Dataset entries
-=-=-

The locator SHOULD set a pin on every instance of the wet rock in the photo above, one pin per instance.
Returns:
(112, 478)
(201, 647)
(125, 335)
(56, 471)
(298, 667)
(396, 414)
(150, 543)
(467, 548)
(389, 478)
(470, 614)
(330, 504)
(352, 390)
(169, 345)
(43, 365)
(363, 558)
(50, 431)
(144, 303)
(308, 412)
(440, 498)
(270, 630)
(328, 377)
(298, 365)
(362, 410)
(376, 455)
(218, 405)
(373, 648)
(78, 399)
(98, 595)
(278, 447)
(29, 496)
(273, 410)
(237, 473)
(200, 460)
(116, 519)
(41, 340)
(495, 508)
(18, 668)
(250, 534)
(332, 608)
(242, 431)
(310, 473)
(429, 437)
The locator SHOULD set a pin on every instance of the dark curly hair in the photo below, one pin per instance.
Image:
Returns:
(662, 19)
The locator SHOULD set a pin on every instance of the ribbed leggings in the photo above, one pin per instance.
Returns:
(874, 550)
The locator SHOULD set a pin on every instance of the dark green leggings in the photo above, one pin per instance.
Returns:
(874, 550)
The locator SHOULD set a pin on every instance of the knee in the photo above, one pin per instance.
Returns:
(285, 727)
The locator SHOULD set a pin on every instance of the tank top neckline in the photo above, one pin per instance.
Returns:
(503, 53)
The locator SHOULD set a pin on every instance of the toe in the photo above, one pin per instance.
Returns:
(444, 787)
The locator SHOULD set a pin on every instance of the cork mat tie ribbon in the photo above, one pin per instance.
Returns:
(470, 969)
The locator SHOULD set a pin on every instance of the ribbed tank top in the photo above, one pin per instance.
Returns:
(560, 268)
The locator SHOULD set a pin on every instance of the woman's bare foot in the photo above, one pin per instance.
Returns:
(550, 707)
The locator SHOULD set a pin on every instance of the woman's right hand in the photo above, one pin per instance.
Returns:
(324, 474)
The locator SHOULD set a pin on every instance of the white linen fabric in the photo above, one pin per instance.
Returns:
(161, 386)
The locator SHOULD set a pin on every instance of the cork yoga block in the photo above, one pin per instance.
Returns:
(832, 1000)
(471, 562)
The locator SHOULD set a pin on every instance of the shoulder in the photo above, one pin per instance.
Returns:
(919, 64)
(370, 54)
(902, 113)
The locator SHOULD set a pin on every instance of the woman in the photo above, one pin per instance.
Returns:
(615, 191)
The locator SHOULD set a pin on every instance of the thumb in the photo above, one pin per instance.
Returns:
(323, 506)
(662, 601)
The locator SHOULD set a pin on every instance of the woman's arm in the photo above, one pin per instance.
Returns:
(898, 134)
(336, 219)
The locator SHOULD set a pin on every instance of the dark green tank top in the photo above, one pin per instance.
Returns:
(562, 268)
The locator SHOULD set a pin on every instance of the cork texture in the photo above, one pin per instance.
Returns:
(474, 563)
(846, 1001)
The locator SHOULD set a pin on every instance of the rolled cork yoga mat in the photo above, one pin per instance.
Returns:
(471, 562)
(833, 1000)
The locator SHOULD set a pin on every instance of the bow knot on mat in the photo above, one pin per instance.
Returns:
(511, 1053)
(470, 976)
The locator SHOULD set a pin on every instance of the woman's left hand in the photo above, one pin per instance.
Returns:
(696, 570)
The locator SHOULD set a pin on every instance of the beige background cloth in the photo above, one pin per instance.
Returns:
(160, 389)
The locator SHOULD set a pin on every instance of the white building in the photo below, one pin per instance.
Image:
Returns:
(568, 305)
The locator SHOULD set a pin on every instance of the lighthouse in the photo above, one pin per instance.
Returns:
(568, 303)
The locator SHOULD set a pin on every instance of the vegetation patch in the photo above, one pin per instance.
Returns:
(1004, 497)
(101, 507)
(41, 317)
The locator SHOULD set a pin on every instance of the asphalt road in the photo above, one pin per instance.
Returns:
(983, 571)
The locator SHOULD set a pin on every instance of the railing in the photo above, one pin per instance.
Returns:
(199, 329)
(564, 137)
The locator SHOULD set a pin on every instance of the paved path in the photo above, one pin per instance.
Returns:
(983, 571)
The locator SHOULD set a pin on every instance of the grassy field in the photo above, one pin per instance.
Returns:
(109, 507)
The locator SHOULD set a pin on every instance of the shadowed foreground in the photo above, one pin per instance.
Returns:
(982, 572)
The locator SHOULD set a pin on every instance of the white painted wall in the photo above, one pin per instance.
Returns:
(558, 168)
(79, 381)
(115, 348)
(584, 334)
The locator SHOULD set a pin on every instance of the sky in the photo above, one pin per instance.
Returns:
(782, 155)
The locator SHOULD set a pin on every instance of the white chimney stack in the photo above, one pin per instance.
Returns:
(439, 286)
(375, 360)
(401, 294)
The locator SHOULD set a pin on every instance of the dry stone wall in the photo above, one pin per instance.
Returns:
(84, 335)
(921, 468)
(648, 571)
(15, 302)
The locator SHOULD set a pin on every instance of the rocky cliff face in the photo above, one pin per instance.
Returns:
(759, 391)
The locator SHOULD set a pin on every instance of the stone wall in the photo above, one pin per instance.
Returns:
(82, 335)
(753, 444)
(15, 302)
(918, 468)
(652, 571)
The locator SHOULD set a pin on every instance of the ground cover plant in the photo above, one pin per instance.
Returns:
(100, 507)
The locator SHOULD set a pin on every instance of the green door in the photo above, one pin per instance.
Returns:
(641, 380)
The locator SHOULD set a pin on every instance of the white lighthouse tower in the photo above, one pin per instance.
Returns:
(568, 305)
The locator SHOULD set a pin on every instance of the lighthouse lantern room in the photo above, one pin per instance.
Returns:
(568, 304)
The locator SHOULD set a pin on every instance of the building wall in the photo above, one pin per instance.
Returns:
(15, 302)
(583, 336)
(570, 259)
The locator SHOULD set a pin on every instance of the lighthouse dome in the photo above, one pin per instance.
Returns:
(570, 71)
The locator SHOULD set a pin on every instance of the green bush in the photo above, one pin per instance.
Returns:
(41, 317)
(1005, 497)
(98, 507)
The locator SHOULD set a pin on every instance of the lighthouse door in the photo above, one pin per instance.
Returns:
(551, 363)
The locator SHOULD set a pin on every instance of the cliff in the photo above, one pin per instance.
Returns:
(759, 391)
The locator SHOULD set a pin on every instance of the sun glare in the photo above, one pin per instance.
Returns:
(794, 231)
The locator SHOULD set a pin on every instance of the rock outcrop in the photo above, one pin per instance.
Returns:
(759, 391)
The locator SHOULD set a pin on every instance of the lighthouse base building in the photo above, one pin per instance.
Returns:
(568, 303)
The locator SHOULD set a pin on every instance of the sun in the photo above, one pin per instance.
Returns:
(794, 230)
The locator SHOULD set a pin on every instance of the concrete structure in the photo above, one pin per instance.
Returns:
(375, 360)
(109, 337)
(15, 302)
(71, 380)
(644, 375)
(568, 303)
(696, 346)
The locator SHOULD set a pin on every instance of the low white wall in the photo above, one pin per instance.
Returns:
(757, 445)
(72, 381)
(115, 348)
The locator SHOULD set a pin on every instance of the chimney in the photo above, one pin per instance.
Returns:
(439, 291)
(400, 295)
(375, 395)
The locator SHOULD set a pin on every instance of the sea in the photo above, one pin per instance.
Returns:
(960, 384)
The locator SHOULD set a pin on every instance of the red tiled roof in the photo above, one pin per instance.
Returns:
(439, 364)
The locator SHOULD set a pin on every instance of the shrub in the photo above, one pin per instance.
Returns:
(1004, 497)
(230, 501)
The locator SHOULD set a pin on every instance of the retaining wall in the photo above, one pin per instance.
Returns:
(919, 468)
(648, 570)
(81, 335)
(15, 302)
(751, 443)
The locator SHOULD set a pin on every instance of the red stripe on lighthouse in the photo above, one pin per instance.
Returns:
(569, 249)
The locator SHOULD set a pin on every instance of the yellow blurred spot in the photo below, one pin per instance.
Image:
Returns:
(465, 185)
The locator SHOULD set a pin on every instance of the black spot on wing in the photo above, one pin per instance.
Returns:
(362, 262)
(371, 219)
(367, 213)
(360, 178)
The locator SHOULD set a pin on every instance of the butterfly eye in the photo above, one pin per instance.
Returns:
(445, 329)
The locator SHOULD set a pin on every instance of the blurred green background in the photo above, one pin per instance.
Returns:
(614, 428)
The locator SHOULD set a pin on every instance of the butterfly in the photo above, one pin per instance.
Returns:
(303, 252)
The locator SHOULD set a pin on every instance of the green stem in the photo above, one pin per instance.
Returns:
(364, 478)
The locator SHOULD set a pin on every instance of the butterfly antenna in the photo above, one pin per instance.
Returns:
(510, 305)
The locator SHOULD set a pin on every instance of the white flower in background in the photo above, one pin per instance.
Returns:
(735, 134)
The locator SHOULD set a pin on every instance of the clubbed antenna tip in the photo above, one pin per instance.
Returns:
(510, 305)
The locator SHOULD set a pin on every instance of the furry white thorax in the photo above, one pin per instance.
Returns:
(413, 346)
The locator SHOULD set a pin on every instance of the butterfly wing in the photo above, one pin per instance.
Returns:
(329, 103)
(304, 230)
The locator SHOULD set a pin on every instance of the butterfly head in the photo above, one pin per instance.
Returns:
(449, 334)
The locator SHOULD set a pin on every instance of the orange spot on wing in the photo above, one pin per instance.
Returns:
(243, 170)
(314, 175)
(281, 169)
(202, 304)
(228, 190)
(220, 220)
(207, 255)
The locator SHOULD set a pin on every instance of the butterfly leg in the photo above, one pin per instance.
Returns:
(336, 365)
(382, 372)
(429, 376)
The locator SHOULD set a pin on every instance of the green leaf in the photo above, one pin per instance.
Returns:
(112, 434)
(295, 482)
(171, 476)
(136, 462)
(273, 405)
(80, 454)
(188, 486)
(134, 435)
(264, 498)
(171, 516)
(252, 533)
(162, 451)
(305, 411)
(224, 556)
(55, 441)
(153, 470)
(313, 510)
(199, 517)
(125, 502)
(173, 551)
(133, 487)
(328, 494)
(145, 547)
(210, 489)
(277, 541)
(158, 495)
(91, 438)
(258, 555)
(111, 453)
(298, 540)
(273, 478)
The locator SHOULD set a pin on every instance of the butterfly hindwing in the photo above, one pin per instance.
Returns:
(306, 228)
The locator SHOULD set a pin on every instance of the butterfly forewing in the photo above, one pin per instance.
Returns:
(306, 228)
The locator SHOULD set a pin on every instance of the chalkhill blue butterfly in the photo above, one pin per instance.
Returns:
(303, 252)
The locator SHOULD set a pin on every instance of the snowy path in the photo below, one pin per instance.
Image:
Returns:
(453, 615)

-=-=-

PROBLEM TO WORK ON =
Pull out each line of the records holding the string "path".

WRITTEN ANSWER =
The locator SHOULD set a pin on every instance of the paved path in the photo above, one pin per instance.
The locator SHOULD set a pin on every instance of the snowy path in the photo below, one pin per instance.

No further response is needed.